One of the first impressions experimental cell biology made on me was the time it took to do quantitative experiments. I have vivid memories of waiting weeks for radioactive gels to be exposed to film, followed by those adrenaline filled moments as the film developed in a dark room. Experiments – more often than not – took time.
Today, we routinely perform thousands of experiments a day on living cells, and image the results of systematically silencing genes on cell assays. So much has changed.
Part of the technology driving this change has been based on a change of paradigm in the way we test cells.
Enter reverse transfection
The invention of reverse transfection was one key step toward accelerating cell biology and changing the nature of cell based screening. Invented by David Sabatini and colleagues at the Whitehead institute, reverse transfection comprised the idea of printing small amounts of expression constructs with a polymer and transfection reagent onto a slide. This created a miniaturized array of individual, distinct experiments where overlaid cells were transfected on the printed spot.
My research group and others saw the potential for combining reverse transfection with the libraries of siRNA targeting each and every gene in the human genome. This effort led to us producing the first genome scaled arrayed siRNA libraries and their use to identify human host factors in HIV and Chagas disease. To make this possible required innovations from applying automated systems for imaging the arrays through to computational tools for data analysis.
One of the key steps we saw as necessary to make this technology broadly available was to develop technology to produce arrays of reverse transfection faster and at larger scale than previously possible. At the time we began applying reverse transfection, we adopted the spotting technology used for making microarrays to produce reverse transfection siRNA arrays. This was a serial, iterative process limited in scale. We spent several years R&D developing an alternative that was easier, scalable and designed for phenotypic screening from the ground up.
Like replacing the pen with a printing press
Our technology exploits the principle of a printing press to produce arrays of printed reverse transfection experiments. In place of a printing pin, we have a massive array of capillaries that simultaneously print an entire array in one contact. A good analogy is that we replaced a pen with a printing press, though one where there are thousands of different kinds of ink.
One of the challenges we face as cell biologists is that the genome is large, with more than twenty thousand genes. To be able to interrogate gene function, we had the goal to be able to handle all the siRNAs that target them and, significantly, to be able to print them all at a scale where the cost and scale enabled them to be shared. Adopting the principle of a printing press enabled us to cut the time, effort and automation steps required for producing arrays of siRNA experiments. We now have eleven issued patents on our unique printing technology.
Our printing technology was designed from the ground up to meet these challenges and produce the arrays on a new, high quality glass bottomed imaging plate. This was a key goal for us, because it delivered a miniaturized screening solution with the option for high quality imaging of many different kinds of disease or cell biological models. Each plate can hold thousands of different siRNA, essentially in a single large well. This approach makes cell culture and staining very similar to handling one individual well in a microtiter plate. Experiments for us are now arrays of spots of printed siRNA, each one optically addressable and each one silencing a unique gene. We have taken reverse transfection and scaled it. Each spot is an siRNA encapsulated with transfection reagents that deliver the siRNA into cells. Each spot is a part of a larger array where each spot functions as a separate, distinct experiment. And every spot is optically addressable, so when the array is imaged the effects of individual siRNA can be identified.

§ Stored data:

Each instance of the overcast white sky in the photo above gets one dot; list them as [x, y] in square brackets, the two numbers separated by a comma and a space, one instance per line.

§ Instructions to follow:
Rewrite the text on cell-based screening from "Part of the" to "the printed spot.", with "slide" replaced by "plate".

§ Solved exercise:
Part of the technology driving this change has been based on a change of paradigm in the way we test cells.
Enter reverse transfection
The invention of reverse transfection was one key step toward accelerating cell biology and changing the nature of cell based screening. Invented by David Sabatini and colleagues at the Whitehead institute, reverse transfection comprised the idea of printing small amounts of expression constructs with a polymer and transfection reagent onto a plate. This created a miniaturized array of individual, distinct experiments where overlaid cells were transfected on the printed spot.